Autoportrait à la cravate rouge

Fils d’un notaire grenoblois, cousin de
Stendhal, Ernest Hébert, né le 3 novembre 1817
à Grenoble, passe une jeunesse studieuse
dans sa ville natale où il prend ses premiers
cours de peinture avec Benjamin Rolland,
conservateur du musée de la ville et professeur
à l’école de dessin.
Formé pendant les années romantiques,
Ernest Hébert commence sa carrière avec la
percée du réalisme. Après une formation classique
à l’École des beaux-arts de Paris, qui le
voit remporter le grand prix de Rome de peinture
historique, il accède à la notoriété avec
La Mal’aria au Salon de 1850. Un bel avenir
s’ouvre alors à lui : il va désormais partager
son temps entre la France et l’Italie, notamment
à Rome où il dirigera à deux reprises l’Académie
de France (1867-1873 et 1885-1890). Il
devient un portraitiste recherché par la haute
société parisienne du Second Empire puis de
la Troisième République. Toutefois, c’est en
Italie qu’il trouve ses sujets de prédilection
en peignant des scènes de la vie paysanne
empreintes d’un réalisme mélancolique.

• _Entrées du corpus_:
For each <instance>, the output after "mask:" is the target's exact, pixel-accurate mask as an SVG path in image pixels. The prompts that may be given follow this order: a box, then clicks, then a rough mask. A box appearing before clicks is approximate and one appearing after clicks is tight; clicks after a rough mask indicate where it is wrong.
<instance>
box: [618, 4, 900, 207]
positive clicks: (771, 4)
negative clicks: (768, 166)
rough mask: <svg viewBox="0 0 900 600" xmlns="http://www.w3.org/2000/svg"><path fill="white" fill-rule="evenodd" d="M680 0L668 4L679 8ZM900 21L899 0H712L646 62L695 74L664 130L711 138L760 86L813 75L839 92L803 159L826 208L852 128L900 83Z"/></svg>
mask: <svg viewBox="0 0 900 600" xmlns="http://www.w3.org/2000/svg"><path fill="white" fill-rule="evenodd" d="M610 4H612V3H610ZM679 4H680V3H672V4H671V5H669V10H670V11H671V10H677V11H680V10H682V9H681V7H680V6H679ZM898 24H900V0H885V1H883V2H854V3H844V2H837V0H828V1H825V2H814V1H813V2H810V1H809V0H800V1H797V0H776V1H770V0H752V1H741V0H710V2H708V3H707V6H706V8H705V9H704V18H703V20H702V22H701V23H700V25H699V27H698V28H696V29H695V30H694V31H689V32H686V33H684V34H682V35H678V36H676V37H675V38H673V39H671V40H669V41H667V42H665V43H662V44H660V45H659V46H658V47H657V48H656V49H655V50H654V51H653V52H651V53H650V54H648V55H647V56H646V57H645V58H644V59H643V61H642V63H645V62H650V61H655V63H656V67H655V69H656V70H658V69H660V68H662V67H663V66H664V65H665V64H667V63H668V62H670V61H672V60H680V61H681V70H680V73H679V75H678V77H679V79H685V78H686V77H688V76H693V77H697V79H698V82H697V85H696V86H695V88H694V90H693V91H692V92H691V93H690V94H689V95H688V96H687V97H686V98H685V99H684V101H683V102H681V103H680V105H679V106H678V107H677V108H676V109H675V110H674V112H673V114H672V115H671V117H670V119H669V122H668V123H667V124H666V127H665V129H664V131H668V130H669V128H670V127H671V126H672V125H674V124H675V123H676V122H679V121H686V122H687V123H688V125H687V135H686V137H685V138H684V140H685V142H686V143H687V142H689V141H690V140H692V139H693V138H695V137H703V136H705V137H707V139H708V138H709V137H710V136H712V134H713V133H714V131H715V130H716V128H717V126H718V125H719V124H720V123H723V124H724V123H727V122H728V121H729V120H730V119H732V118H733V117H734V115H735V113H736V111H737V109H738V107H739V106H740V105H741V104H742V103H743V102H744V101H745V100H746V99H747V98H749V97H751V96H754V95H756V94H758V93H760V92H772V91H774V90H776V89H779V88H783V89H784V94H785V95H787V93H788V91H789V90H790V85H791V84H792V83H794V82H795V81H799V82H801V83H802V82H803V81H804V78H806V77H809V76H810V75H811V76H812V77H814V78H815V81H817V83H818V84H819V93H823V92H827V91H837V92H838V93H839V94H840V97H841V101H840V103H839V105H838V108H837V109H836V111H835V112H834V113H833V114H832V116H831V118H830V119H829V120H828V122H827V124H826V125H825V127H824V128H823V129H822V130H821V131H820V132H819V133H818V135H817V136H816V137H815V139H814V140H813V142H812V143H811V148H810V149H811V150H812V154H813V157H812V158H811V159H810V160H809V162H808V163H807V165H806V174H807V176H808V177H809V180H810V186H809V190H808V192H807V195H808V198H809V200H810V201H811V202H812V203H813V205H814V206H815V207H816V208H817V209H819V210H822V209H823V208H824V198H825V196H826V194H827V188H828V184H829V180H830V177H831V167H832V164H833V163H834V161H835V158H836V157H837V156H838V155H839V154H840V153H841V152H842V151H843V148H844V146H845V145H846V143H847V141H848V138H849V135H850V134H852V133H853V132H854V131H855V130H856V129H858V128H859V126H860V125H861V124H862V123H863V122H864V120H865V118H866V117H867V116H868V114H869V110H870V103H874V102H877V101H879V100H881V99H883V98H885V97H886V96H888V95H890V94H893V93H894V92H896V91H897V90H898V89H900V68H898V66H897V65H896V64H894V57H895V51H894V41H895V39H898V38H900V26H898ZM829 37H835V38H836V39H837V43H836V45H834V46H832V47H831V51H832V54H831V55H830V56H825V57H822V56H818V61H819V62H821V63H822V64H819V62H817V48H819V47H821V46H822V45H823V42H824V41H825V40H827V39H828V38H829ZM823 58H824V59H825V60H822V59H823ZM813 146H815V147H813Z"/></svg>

--

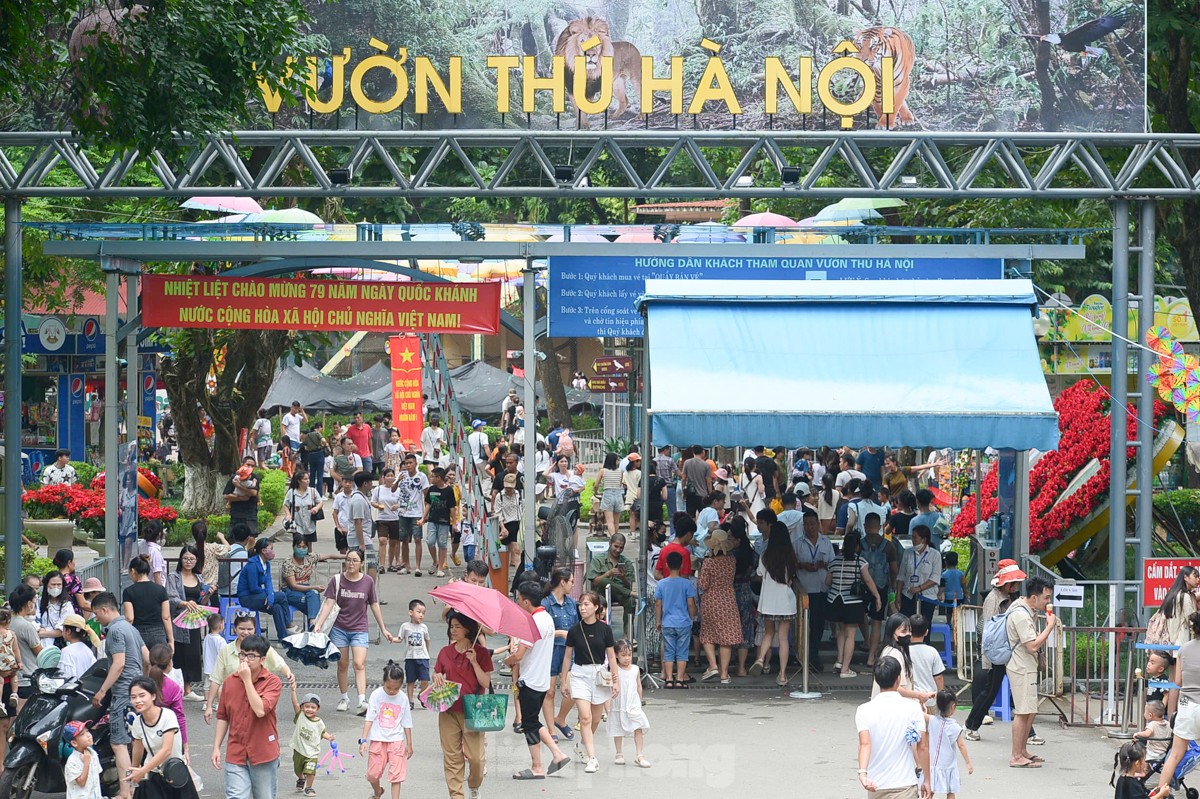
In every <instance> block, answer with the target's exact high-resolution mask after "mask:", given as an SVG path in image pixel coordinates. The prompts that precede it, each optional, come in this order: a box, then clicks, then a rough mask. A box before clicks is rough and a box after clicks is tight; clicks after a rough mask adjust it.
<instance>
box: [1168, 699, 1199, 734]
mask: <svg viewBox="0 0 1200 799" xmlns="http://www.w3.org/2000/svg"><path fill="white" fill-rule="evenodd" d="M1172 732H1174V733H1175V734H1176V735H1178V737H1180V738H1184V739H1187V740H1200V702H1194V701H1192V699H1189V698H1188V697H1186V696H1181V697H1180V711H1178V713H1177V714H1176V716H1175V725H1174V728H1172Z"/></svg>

...

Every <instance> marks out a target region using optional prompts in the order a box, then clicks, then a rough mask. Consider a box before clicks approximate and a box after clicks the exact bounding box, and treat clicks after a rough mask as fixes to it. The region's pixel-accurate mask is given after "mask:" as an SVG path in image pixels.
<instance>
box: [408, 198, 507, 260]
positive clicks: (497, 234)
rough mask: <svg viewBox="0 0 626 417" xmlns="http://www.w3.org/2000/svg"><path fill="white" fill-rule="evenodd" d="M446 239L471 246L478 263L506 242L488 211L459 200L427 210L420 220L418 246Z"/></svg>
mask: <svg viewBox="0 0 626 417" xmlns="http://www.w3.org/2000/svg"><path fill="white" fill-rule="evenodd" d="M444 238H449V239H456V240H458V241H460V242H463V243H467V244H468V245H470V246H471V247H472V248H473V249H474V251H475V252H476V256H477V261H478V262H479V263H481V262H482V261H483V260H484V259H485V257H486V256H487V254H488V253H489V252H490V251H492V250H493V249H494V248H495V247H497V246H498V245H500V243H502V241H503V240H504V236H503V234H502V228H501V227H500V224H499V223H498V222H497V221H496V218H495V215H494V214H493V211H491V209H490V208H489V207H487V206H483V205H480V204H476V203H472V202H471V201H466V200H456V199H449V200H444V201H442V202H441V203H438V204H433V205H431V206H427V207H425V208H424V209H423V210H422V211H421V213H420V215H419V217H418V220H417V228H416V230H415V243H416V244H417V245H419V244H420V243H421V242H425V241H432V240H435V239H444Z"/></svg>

• _Consigne_:
Indiquez, s'il vous plaît, si chacune des affirmations suivantes concorde avec l'extrait sur Ernest Hébert, en répondant par oui ou non et en citant mot pour mot le passage qui tranche. (a) Ernest Hébert est né à Grenoble en 1817. (b) Il n'a dirigé l'Académie de France à Rome qu'une seule fois. (c) Il a accédé à la notoriété avec La Mal’aria au Salon de 1848.

• _Corrigé_:
(a) Oui : « né le 3 novembre 1817 à Grenoble ».
(b) Non : « il dirigera à deux reprises l’Académie de France ».
(c) Non : « il accède à la notoriété avec La Mal’aria au Salon de 1850 ».